> WHAT THE TASK ASKS: Rewrite the entries below so that every occurrence of "pixel coordinates" becomes "image coordinates", and keep everything else the same.

[start EXERCISE INPUT]

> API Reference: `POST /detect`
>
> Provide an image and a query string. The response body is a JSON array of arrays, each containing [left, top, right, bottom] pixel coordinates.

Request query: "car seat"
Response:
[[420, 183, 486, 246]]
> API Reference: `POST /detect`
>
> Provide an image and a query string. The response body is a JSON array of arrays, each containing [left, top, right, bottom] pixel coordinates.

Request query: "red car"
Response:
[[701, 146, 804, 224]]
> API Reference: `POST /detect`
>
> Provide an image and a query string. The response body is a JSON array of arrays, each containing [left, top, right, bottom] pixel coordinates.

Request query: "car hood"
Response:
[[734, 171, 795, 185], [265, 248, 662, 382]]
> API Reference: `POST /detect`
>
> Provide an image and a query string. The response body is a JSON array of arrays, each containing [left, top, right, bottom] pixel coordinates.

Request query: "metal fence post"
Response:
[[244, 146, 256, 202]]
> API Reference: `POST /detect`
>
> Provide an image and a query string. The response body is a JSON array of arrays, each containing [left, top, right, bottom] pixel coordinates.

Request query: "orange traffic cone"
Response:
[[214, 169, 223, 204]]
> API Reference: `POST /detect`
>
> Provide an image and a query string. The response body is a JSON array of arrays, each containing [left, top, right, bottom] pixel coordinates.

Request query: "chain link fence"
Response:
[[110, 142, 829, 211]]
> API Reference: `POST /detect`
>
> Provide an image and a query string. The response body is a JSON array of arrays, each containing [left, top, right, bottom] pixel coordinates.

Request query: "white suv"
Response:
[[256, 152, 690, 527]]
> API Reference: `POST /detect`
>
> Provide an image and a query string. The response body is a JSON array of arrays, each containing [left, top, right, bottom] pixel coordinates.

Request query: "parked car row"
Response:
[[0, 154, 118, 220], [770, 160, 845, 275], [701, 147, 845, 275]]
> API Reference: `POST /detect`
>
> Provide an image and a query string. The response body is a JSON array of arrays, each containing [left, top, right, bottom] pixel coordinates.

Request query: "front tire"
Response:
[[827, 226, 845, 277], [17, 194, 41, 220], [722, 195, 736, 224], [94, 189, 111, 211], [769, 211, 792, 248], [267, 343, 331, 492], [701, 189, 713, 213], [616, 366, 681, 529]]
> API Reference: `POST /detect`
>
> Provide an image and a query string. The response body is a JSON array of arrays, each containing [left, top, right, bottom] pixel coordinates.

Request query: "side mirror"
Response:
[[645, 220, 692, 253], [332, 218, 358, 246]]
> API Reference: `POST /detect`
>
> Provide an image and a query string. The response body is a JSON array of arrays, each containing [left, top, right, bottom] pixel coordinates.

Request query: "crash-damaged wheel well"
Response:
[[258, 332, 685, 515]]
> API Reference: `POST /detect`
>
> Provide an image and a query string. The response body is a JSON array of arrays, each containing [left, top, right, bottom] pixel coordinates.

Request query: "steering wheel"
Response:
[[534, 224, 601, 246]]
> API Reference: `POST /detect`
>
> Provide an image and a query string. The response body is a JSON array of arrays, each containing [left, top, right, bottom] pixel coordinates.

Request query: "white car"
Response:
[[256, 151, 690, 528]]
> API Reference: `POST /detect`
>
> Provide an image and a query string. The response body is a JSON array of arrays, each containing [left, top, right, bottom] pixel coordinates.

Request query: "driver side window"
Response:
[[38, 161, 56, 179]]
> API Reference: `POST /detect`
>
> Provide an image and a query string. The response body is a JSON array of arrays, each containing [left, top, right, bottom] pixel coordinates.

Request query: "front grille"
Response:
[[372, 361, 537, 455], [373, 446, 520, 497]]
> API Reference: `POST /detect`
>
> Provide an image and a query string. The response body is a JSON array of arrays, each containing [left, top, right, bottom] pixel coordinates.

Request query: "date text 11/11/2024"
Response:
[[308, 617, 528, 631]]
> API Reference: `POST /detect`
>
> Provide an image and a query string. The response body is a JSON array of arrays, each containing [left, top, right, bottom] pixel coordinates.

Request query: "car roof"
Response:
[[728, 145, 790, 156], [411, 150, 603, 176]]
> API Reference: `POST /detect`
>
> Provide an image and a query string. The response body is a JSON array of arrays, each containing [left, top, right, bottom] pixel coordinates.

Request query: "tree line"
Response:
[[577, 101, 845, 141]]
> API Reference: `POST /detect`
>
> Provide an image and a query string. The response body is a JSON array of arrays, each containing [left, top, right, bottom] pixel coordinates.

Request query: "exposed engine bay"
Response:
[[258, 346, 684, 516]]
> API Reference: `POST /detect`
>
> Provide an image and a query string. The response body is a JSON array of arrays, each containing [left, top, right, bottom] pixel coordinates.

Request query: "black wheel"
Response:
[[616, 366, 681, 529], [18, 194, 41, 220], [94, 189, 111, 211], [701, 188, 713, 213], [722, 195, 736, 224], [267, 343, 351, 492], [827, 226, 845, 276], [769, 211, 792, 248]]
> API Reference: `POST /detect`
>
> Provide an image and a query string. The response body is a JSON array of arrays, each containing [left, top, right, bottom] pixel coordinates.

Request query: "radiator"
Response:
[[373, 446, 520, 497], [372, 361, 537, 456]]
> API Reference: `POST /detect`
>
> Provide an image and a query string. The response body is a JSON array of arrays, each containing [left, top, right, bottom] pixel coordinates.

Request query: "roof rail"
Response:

[end EXERCISE INPUT]

> FINAL RESULT:
> API Reference: `POST /detect`
>
> Provide an image and a query string. The response body is a JSON array of arrays, each containing [left, top, right, bottom] image coordinates.

Request query: "car seat"
Response:
[[420, 183, 486, 246]]
> API Reference: `POST /detect`
>
> Provide an image and a query string. The response body is a JSON array of arrays, each containing [left, top, right, bottom] image coordinates.

Request query: "red car"
Response:
[[701, 146, 804, 224]]
> API Reference: `POST /detect`
>
> Provide an image and a query string. The response body is a JSON array of arrays, each containing [left, top, right, bottom] image coordinates.

Request query: "car hood"
Response:
[[734, 171, 795, 185], [265, 248, 662, 382]]
> API Reference: `POST /detect`
>
> Provide an image and a query string. The response body is a JSON array of arrays, each containing [left, top, right, bottom] image coordinates.

Request query: "metal fence post"
Response:
[[244, 146, 256, 202]]
> API Reference: `POST /detect`
>
> Provide an image and a query string. The response body is a JSON array of arrays, each containing [left, top, right, bottom] image coordinates.

Request query: "orange traffic cone"
Response:
[[214, 169, 223, 204]]
> API Reference: `POST /detect`
>
> Provide an image and a query string. The response body is a JSON array of arrays, each containing [left, top, right, bottom] image coordinates.

Request query: "chain link fence"
Response:
[[110, 142, 829, 211]]
> API Reference: `POST /detect`
>
> Provide an image and a query string. The response body is a JSON array of arrays, each containing [left, top, right, bottom] image coordinates.

Request query: "white suv"
Response:
[[256, 152, 690, 527]]
> API Reference: `POST /detect`
>
> Provide an image and a query string. The response body is a JSON array of arrays, each containing [left, top, right, bottom] image coordinates.

Request query: "parked car row"
Response:
[[0, 154, 118, 220], [770, 160, 845, 275], [701, 147, 845, 275]]
> API Reference: `POST /detect`
>
> Provide an image and a query string. The response body is a JSON array of arrays, each containing [left, top, right, bottom] image coordinates.

Request query: "front tire"
Response:
[[827, 226, 845, 277], [17, 194, 41, 220], [722, 195, 736, 224], [94, 189, 111, 211], [769, 211, 792, 248], [267, 343, 331, 492], [701, 189, 713, 213], [616, 366, 681, 529]]
> API Reference: `POST /detect`
>
> Provide an image and a query string. The response body is a JSON array of arrays, each containing [left, top, right, bottom] image coordinates.

Request query: "side mirror"
Response:
[[645, 220, 692, 253], [332, 218, 358, 246]]
> API Reference: `POST /detect`
>
> Provide an image and a query string. The response body is a JSON array of arrays, each containing [left, top, right, bottom] image coordinates.

Request query: "crash-damaged wheel well"
Response:
[[258, 332, 685, 515]]
> API Reference: `POST /detect`
>
> Provide an image and a query string. The response body is a JSON array of arrays, each containing [left, top, right, bottom] image coordinates.

Request query: "steering wheel"
Response:
[[534, 224, 601, 246]]
> API Reference: `POST /detect`
>
> Provide an image and a query string. The response body is a JSON array of arrays, each containing [left, top, right, bottom] image coordinates.

Request query: "white car"
Response:
[[256, 151, 690, 528]]
> API Reference: `POST /detect`
>
> Provide an image and a query string. The response body is a JSON array of arrays, each containing [left, top, right, bottom] image coordinates.

Request query: "driver side window"
Response:
[[38, 161, 56, 179]]
> API Reference: `POST /detect`
>
> Provide an image and a query string. The response body is a JSON array of arrays, each containing [left, top, right, bottom] image coordinates.

Request query: "front grille"
Response:
[[372, 361, 537, 455], [373, 446, 520, 497]]
> API Reference: `POST /detect`
>
> Provide an image and a query string. The response body is a JSON array of arrays, each containing [left, top, right, bottom] image coordinates.

Request query: "date text 11/11/2024"
Response:
[[308, 617, 528, 631]]
> API Reference: `POST /detect`
>
> Provide an image and a query string. The response body is a JSON array of arrays, each containing [left, top, right, bottom] image coordinates.

Request query: "car roof"
Response:
[[728, 145, 790, 156], [411, 150, 603, 176]]
> API Reference: `POST /detect`
>
> Provide an image and a query string. The response body is a JSON array of arrays, each containing [left, top, right, bottom] image coordinates.

Request query: "tree line"
Response:
[[577, 101, 845, 141]]
> API Reference: `POST /detect`
>
> Provide an image and a query string. The response body is a JSON array of arrays, each containing [left, top, right, bottom] image coordinates.

Request query: "exposed engine bay"
Response:
[[258, 346, 684, 516]]
> API Reference: `POST /detect`
>
> Provide an image and a query string. The response body is a JSON array of arrays, each containing [left, top, right, bottom] image coordinates.

Request query: "black wheel"
Response:
[[616, 366, 681, 529], [18, 194, 41, 220], [94, 189, 111, 211], [701, 188, 713, 213], [722, 195, 736, 224], [267, 343, 351, 492], [827, 226, 845, 276], [769, 211, 792, 248]]
> API Reference: `POST /detect`
>
> Provide an image and a query string. The response body is a JSON array of arrays, each containing [left, top, right, bottom] image coordinates.

Request query: "radiator"
Response:
[[373, 446, 520, 497], [372, 361, 537, 456]]
> API Reference: `POST /detect`
>
> Provide an image and a query string. The response body is a JSON array of arrays, each containing [left, top, right, bottom] image coordinates.

Request query: "roof rail"
Response:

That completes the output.